- Page -

## START

This story is interesting, however, because the point of view is something I'm going to label "first-person addressive," in which the first-person narrator speaks directly to "you," although "you" is not the reader but another character. The story begins:
I had seen you before, too many times to count, but a farewell that my family threw for yours, at our house in Inman Square, is when I begin to recall your presence in my life. Your parents had decided to leave Cambridge, not for Atlanta or Arizona, as some other Bengalis had, but to move all the way back to India, abandoning the struggle that my parents and their friends had embarked upon. It was 1974. I was six years old. You were nine.
The feel of the story is similar to that of an epistolary (a story told in letters), a story form almost never seen in modern realistic fiction, probably because of the demise of formal correspondence.

The effect in this story is also faintly accusatory, however; reading it, I feel backed into a corner, as though charges are being read against me to which I cannot respond. I think that has a lot to do with why I can't connect with the narrative; but also, and at least as important, the story simply lacks profluence. The narrator recounts a period in her childhood in which another family stayed with her family while they were looking for a home. The "you" of the story is the son of the visiting family.

## END

- The tasks -
1: Could you return the passage on first-person addressive narration from "This story is interesting, however, because" up to and including "You were nine."?
2: How would this sentence from the passage on first-person addressive narration read in Spanish: "The feel of the story is similar to that of an epistolary (a story told in letters), a story form almost never seen in modern realistic fiction, probably because of the demise of formal correspondence."
3: Can you extend the passage on first-person addressive narration past its final sentence?

- Point labeling examples -
## START

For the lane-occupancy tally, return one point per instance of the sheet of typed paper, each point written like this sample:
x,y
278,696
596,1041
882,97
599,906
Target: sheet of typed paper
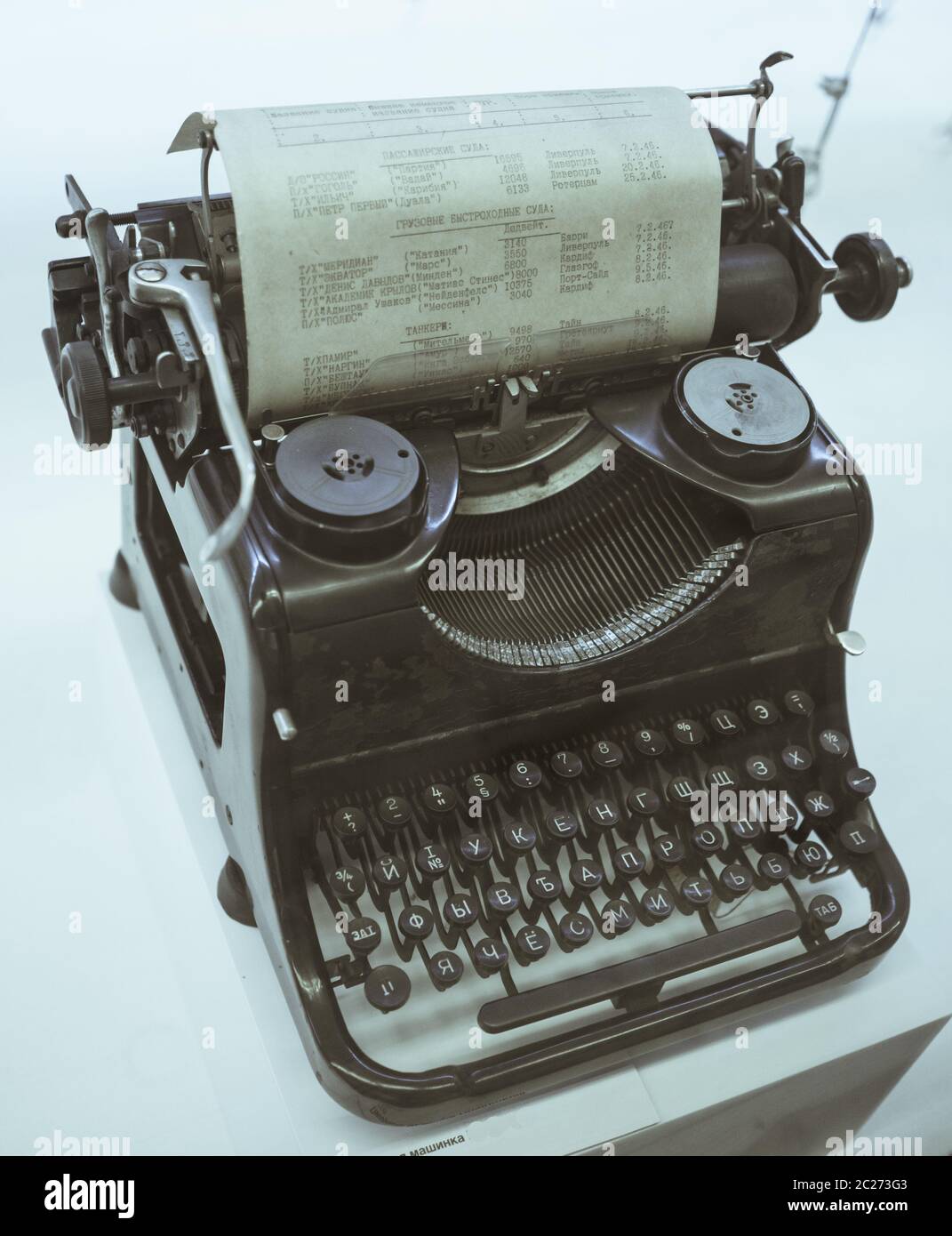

## END

- Final answers -
1:
This story is interesting, however, because the point of view is something I'm going to label "first-person addressive," in which the first-person narrator speaks directly to "you," although "you" is not the reader but another character. The story begins:
I had seen you before, too many times to count, but a farewell that my family threw for yours, at our house in Inman Square, is when I begin to recall your presence in my life. Your parents had decided to leave Cambridge, not for Atlanta or Arizona, as some other Bengalis had, but to move all the way back to India, abandoning the struggle that my parents and their friends had embarked upon. It was 1974. I was six years old. You were nine.

2: La sensación del relato es similar a la de un relato epistolar (un relato contado en cartas), una forma narrativa casi nunca vista en la ficción realista moderna, probablemente debido a la desaparición de la correspondencia formal.

3:
But nothing progresses. The families predictably grate against one another, but the stakes of the conflict are low. We are simply waiting for the visiting family to find its own home. The narrator has a crush on the boy to whom the story is addressed, but there's an age gap that snuffs any real sexual tension before it can develop. So the story plods along until near the end, when Lahiri reveals a hidden bit of information that does, in fact, raise the stakes... but only if the reader is still awake to enjoy it.